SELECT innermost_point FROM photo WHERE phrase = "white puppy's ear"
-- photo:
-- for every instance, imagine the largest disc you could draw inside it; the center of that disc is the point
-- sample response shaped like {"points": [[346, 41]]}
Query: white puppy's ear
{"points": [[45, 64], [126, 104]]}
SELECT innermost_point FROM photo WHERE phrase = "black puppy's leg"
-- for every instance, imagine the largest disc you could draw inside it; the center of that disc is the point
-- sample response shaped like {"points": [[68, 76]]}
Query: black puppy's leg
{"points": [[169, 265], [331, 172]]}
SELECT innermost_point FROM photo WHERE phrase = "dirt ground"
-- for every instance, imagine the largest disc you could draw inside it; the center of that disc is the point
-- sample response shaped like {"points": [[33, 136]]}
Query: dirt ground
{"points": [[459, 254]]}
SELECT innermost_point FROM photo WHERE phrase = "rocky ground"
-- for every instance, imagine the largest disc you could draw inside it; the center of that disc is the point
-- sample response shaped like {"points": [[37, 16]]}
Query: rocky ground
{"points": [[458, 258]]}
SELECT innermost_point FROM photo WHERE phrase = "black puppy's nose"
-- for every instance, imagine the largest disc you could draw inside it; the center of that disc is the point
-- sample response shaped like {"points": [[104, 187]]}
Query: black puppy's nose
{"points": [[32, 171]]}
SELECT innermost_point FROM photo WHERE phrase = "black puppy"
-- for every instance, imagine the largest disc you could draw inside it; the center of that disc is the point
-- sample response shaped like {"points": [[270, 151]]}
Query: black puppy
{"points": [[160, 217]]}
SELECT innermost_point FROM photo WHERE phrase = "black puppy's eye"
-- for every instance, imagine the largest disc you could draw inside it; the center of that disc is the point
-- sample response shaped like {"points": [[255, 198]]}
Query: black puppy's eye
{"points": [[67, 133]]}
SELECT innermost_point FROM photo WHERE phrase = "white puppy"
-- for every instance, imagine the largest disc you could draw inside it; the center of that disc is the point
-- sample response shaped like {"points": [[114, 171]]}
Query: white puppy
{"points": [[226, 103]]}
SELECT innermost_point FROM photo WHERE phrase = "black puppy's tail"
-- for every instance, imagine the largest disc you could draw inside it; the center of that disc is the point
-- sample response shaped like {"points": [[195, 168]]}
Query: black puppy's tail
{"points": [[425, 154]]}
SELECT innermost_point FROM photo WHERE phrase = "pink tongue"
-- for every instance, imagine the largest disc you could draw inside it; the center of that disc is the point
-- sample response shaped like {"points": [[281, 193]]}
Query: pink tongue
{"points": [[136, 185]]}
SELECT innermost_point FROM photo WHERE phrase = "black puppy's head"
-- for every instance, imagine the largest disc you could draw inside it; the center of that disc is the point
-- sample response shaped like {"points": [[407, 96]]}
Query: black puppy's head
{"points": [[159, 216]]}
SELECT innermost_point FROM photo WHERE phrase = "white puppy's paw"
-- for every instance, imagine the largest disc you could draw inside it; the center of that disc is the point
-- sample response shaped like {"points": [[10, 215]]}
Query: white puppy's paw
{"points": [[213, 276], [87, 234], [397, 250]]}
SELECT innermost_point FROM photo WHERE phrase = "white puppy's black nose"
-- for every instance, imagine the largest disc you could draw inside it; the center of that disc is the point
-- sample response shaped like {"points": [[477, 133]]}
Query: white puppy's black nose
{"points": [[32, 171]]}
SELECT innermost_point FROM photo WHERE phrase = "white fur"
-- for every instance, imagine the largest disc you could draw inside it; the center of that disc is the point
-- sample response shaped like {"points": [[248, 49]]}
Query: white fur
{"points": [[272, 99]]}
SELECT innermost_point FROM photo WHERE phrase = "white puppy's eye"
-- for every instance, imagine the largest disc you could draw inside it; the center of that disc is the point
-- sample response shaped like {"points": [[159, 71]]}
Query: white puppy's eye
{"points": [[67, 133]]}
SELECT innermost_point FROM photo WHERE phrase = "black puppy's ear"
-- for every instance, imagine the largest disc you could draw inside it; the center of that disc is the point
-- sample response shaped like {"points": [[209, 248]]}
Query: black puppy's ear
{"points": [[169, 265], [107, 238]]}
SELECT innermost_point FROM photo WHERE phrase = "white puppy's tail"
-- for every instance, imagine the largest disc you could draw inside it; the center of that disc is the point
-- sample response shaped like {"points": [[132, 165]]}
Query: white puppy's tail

-.-.-

Transcribe all the data word for word, as it appears above.

RESULT OF THIS TASK ->
SELECT innermost_point FROM photo WHERE phrase = "white puppy's ear"
-- photo:
-- for every instance, imagine the largest disc you could draw inside it; the center of that disc is the point
-- sample response shaped like {"points": [[346, 41]]}
Query: white puppy's ear
{"points": [[45, 64], [126, 104]]}
SELECT innermost_point FROM photo WHERE phrase = "black puppy's leg"
-- for every instance, imagine the largest disc you could draw inside it; the center of that disc is the point
-- sample response shaped like {"points": [[68, 76]]}
Query: black puppy's leg
{"points": [[169, 265], [331, 172]]}
SELECT innermost_point FROM photo WHERE phrase = "dirt ground"
-- for every instance, imagine the largest disc you could draw inside it; the center of that disc is the point
-- sample response shaped like {"points": [[33, 136]]}
Query: dirt ground
{"points": [[459, 254]]}
SELECT innermost_point FROM photo WHERE phrase = "rocky ground"
-- for every instance, imagine the largest disc you could draw inside it; the center of that disc is the point
-- sample response shaped like {"points": [[37, 16]]}
Query: rocky ground
{"points": [[458, 258]]}
SELECT innermost_point FROM photo WHERE phrase = "black puppy's nose"
-- for every instance, imagine the largest disc you could draw inside it; the center of that disc is the point
-- sample response shaped like {"points": [[104, 187]]}
Query: black puppy's nose
{"points": [[32, 171]]}
SELECT innermost_point FROM photo WHERE phrase = "black puppy"
-- for every instance, imagine the largest disc you could draw inside it; the center of that disc is the point
-- sample response shaped like {"points": [[270, 151]]}
Query: black puppy
{"points": [[160, 217]]}
SELECT innermost_point FROM photo WHERE phrase = "black puppy's eye"
-- for every instance, imagine the largest disc you could draw inside it; the center of that disc is the point
-- sample response shaped like {"points": [[255, 198]]}
Query: black puppy's eye
{"points": [[67, 133]]}
SELECT innermost_point FROM photo WHERE phrase = "white puppy"
-- for every instance, imagine the largest disc you could draw inside it; the center of that disc is the point
-- sample response shaped like {"points": [[114, 171]]}
Query: white puppy
{"points": [[226, 103]]}
SELECT innermost_point FROM photo WHERE phrase = "black puppy's tail"
-- for every instance, imagine the largest disc you could draw inside it; the center of that disc is the point
-- sample response shaped like {"points": [[195, 168]]}
Query: black puppy's tail
{"points": [[425, 154]]}
SELECT innermost_point FROM photo WHERE phrase = "pink tongue"
-- for every instance, imagine the largest disc you could draw inside it; the center of that disc is the point
-- sample response shaped like {"points": [[281, 193]]}
Query: pink tongue
{"points": [[136, 185]]}
SELECT innermost_point FROM photo WHERE phrase = "black puppy's head"
-- for every instance, imagine the largest disc you could draw inside it; the center of that disc is the point
-- sample response shaped like {"points": [[407, 96]]}
Query: black puppy's head
{"points": [[159, 216]]}
SELECT innermost_point FROM photo WHERE phrase = "white puppy's paw"
-- for every instance, imagine the largest disc you could draw inside it; the center of that disc is the point
-- sample response shaped like {"points": [[10, 215]]}
Query: white puppy's paw
{"points": [[213, 276], [87, 234], [397, 250]]}
SELECT innermost_point FROM photo WHERE phrase = "white puppy's black nose"
-- for every instance, imagine the largest disc you could draw inside it; the center of that disc is the point
-- sample response shaped like {"points": [[477, 133]]}
Query: white puppy's black nose
{"points": [[32, 171]]}
SELECT innermost_point FROM photo WHERE phrase = "white fur"
-- for every instance, imagine the largest disc you could draw inside it; the center of that disc is the point
-- sample response shaped like {"points": [[248, 49]]}
Query: white fur
{"points": [[272, 99]]}
SELECT innermost_point FROM photo WHERE phrase = "white puppy's eye"
-- for every instance, imagine the largest disc you could draw inside it; the center of that disc is the point
-- sample response shaped like {"points": [[159, 71]]}
Query: white puppy's eye
{"points": [[67, 133]]}
SELECT innermost_point FROM photo WHERE phrase = "black puppy's ear"
-- for every instance, imagine the largest disc you could draw inside it; the center of that disc is the point
-- sample response shaped like {"points": [[209, 248]]}
Query: black puppy's ear
{"points": [[169, 265], [107, 238]]}
SELECT innermost_point FROM photo WHERE phrase = "white puppy's tail"
-- for every instance, imagine the largest disc you could draw inside it; the center of that disc is the point
-- sample response shaped like {"points": [[132, 165]]}
Query: white puppy's tail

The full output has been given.